Stored items:
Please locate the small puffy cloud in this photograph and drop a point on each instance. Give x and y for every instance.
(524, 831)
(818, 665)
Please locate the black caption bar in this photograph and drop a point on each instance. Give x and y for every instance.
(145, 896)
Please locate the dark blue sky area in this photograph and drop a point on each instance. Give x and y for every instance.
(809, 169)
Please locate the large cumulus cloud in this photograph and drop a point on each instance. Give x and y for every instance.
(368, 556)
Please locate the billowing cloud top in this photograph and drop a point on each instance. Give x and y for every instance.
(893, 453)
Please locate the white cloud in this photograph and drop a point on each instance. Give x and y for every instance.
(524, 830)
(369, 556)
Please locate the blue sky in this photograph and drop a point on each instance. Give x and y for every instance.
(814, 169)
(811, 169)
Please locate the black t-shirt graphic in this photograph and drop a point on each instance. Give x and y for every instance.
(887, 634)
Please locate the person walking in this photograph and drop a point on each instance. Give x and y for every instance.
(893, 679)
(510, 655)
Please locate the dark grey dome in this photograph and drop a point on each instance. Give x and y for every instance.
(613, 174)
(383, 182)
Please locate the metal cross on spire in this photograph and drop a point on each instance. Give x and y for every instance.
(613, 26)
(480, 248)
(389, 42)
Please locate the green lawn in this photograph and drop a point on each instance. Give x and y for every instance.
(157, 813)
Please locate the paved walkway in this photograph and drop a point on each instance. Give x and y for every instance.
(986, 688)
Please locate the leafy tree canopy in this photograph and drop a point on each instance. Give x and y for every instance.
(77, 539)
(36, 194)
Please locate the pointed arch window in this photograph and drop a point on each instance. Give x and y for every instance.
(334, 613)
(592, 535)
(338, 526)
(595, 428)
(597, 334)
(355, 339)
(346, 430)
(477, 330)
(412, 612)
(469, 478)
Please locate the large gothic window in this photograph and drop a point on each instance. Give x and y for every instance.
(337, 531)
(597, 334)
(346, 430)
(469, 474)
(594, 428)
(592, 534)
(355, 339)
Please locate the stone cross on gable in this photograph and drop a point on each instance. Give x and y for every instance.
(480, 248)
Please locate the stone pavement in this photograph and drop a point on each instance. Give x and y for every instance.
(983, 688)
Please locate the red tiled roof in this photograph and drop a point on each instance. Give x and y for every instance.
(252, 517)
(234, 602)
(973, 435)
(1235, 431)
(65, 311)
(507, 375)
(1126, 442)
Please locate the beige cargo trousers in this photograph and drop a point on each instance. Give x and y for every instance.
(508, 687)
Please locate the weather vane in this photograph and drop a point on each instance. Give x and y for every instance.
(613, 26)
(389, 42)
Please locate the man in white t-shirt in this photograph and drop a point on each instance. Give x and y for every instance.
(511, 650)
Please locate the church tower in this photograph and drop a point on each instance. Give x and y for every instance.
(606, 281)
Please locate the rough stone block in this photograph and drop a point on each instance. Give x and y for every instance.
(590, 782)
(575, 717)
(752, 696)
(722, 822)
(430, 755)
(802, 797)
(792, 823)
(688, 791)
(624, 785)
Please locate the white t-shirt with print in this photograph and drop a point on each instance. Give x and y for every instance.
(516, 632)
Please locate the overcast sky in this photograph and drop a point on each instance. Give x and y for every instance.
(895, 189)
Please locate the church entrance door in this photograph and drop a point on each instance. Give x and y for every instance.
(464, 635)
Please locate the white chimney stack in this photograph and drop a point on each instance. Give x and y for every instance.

▶ _BRIEF_: What is needed here is an exact copy of all the records above.

▶ _OUTPUT BELOW_:
Please locate the small puffy cloud in this photograph and drop a point on each instance. Give x and y for every instance.
(524, 831)
(818, 665)
Please locate the black caption bar in this photograph and drop a point on each instance. Give x and y for every instance.
(145, 896)
Please locate the dark blue sky area in this photograph and drop a point on each instance. Give x and y for every instance.
(809, 169)
Please locate the large cumulus cloud in this photograph and drop a point on each instance. Give x and y for every instance.
(368, 556)
Please locate the billowing cloud top in this photograph and drop a point on each instance. Give x and y for every instance.
(893, 453)
Please locate the white cloud in this photograph and drop a point on each instance. Give x and y for every instance.
(524, 830)
(369, 556)
Please locate the blue sky in this photograph and drop a point on each instance. Give x and y for every instance.
(814, 169)
(811, 169)
Please locate the black t-shirt graphic in this photograph and drop a point on each instance. Give x and y for every instance.
(887, 634)
Please locate the person walking in this photograph and drop a point on each instance. Give x and y for every instance.
(893, 679)
(510, 655)
Please locate the dark grey dome in this photograph and drop a point on each instance. Give x and y for every instance.
(613, 174)
(383, 182)
Please locate the metal cross on spire in this photograph and drop a point on each instance. Give x and y for every instance.
(613, 26)
(480, 248)
(389, 42)
Please locate the green lawn in this photograph and drop a point on each instance. Give x and y for every instance.
(157, 813)
Please locate the paved walkway in this photograph and drop a point on each instance. Give x and y for every instance.
(986, 688)
Please locate the leafy tree canopy in this photograph and drop a point on each instance. Give x and y for every instance.
(77, 539)
(36, 194)
Please locate the pointed arch window in this photograph and drop a point on each instance. Give x and y for every instance.
(334, 613)
(592, 535)
(338, 526)
(595, 428)
(597, 334)
(355, 339)
(346, 430)
(477, 330)
(412, 612)
(469, 478)
Please locate the large gothic window in this photograph and drop a point on each instance. Give x and y for every instance.
(337, 531)
(597, 334)
(346, 430)
(469, 474)
(594, 428)
(592, 534)
(355, 339)
Please locate the stone cross on gable in this photograph and drop a point on each instance. Give x and y for every instance.
(480, 248)
Please locate the stone pavement in this photograph and drop a point on each instance. Give x and y for every instance.
(983, 688)
Please locate the red tiled roof in this photograph and drop a point on each instance. Give x and y for every instance.
(252, 517)
(234, 602)
(973, 435)
(1235, 431)
(65, 311)
(507, 375)
(1126, 442)
Please locate the beige cargo trousers in this photograph and drop a point on each instance. Give x and y for every instance.
(508, 687)
Please locate the weather vane in this photograph and drop a point on each instance. Give x and y for every instance.
(613, 26)
(389, 42)
Please locate the man in white t-shirt in this photograph and drop a point on each instance. Give x and y for every instance.
(511, 650)
Please locate the church tower in this photograph and drop a point on each instance. Give x and y for every instance.
(606, 281)
Please locate the rough stone block in this photograph and drop a point on each instance. Give x and y for every instance.
(590, 782)
(575, 717)
(752, 696)
(722, 822)
(430, 755)
(802, 797)
(792, 823)
(688, 791)
(624, 785)
Please locate the white t-shirt with print in this photograph and drop a point on each instance. Give x and y for every instance.
(516, 632)
Please locate the overcast sky in this photograph and drop a point on each instance. Give x and y for every instance.
(895, 189)
Please locate the church entrance door in this photograph and drop a point on each instance. Give x and y for every instance.
(464, 635)
Please locate the white chimney stack in this photograph and drop a point on each instance. Give x and y for every instance.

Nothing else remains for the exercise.